Records from a data source
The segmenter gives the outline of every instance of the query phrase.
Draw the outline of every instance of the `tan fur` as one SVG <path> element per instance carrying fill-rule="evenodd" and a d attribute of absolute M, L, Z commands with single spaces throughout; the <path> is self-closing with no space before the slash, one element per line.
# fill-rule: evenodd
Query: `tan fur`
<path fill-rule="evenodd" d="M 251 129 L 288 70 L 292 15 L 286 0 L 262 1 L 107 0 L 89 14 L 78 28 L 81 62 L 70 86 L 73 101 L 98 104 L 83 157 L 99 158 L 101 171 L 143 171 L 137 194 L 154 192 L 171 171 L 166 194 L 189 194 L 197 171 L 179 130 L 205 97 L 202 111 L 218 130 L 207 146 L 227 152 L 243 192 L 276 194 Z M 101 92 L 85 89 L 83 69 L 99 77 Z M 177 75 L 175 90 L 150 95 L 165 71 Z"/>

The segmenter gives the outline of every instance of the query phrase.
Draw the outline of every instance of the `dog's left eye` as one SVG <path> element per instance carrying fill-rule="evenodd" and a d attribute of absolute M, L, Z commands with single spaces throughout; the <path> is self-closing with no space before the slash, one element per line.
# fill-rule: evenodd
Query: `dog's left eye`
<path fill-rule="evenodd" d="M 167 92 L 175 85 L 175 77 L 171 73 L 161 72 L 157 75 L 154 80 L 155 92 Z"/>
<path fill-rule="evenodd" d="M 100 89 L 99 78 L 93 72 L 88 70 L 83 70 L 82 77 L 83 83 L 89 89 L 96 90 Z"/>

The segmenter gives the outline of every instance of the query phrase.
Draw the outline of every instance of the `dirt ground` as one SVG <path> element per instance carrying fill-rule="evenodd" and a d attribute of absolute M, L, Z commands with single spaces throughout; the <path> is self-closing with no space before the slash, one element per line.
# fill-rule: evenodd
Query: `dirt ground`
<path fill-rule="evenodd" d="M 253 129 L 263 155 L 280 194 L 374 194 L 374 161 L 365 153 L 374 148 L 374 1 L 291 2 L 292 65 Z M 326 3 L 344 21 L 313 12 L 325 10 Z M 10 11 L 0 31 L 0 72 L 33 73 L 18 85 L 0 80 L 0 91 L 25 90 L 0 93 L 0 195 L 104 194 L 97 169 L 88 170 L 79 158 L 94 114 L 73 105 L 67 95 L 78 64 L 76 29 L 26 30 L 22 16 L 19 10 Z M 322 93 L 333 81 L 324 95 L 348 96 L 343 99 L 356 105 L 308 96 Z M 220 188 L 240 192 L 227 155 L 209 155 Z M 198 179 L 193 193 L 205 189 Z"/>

WHAT IS ASKED
Repeat the material from above exactly, word for word.

EXPECTED ANSWER
The segmenter gives the outline of every instance of the query phrase.
Draw the outline of every instance of the `tan fur` as one SVG <path> element per instance carrying fill-rule="evenodd" and a d attribute of absolute M, L, Z commands with single spaces throughout; the <path> is self-closing with no space before the slash, one element per line.
# fill-rule: evenodd
Query: `tan fur`
<path fill-rule="evenodd" d="M 251 129 L 288 70 L 292 15 L 286 0 L 262 1 L 107 0 L 89 14 L 78 28 L 81 62 L 70 86 L 73 101 L 98 104 L 83 157 L 99 158 L 101 171 L 143 171 L 137 194 L 154 192 L 171 171 L 166 194 L 189 194 L 197 171 L 179 130 L 205 97 L 202 111 L 218 130 L 207 146 L 227 152 L 243 192 L 276 194 Z M 101 92 L 85 89 L 83 69 L 99 77 Z M 177 75 L 175 90 L 150 95 L 165 71 Z"/>

The segmenter gives the outline of every instance of the query phrase.
Draw the outline of every instance of the `dog's left eye` as one SVG <path> element per instance carrying fill-rule="evenodd" and a d attribute of absolute M, L, Z commands with single spaces throughout; the <path> is self-closing with no space before the slash, one element per line.
# fill-rule: evenodd
Query: `dog's left eye`
<path fill-rule="evenodd" d="M 167 92 L 175 85 L 175 77 L 171 73 L 161 72 L 157 75 L 154 80 L 155 92 Z"/>
<path fill-rule="evenodd" d="M 100 89 L 99 78 L 93 72 L 88 70 L 83 70 L 82 77 L 83 83 L 89 89 L 96 90 Z"/>

The segmenter gives the outline of every instance of the query phrase.
Draw the outline of every instance of the `dirt ground` as one SVG <path> element per instance carrying fill-rule="evenodd" and a d attribute of absolute M, L, Z commands with single spaces throughout; the <path> is self-closing with no space before the slash, one element per line.
# fill-rule: evenodd
Query: `dirt ground`
<path fill-rule="evenodd" d="M 253 129 L 263 155 L 280 194 L 374 194 L 374 161 L 365 153 L 374 148 L 374 1 L 291 2 L 292 65 Z M 326 3 L 344 21 L 313 12 L 325 10 Z M 10 11 L 0 31 L 0 72 L 33 73 L 18 85 L 0 80 L 0 91 L 25 90 L 0 93 L 0 195 L 104 194 L 97 169 L 88 170 L 79 158 L 94 114 L 73 105 L 67 95 L 78 64 L 76 29 L 26 30 L 22 16 L 19 10 Z M 322 93 L 333 81 L 324 95 L 348 96 L 343 99 L 356 105 L 308 96 Z M 220 188 L 240 192 L 227 155 L 209 155 Z M 198 179 L 193 193 L 205 189 Z"/>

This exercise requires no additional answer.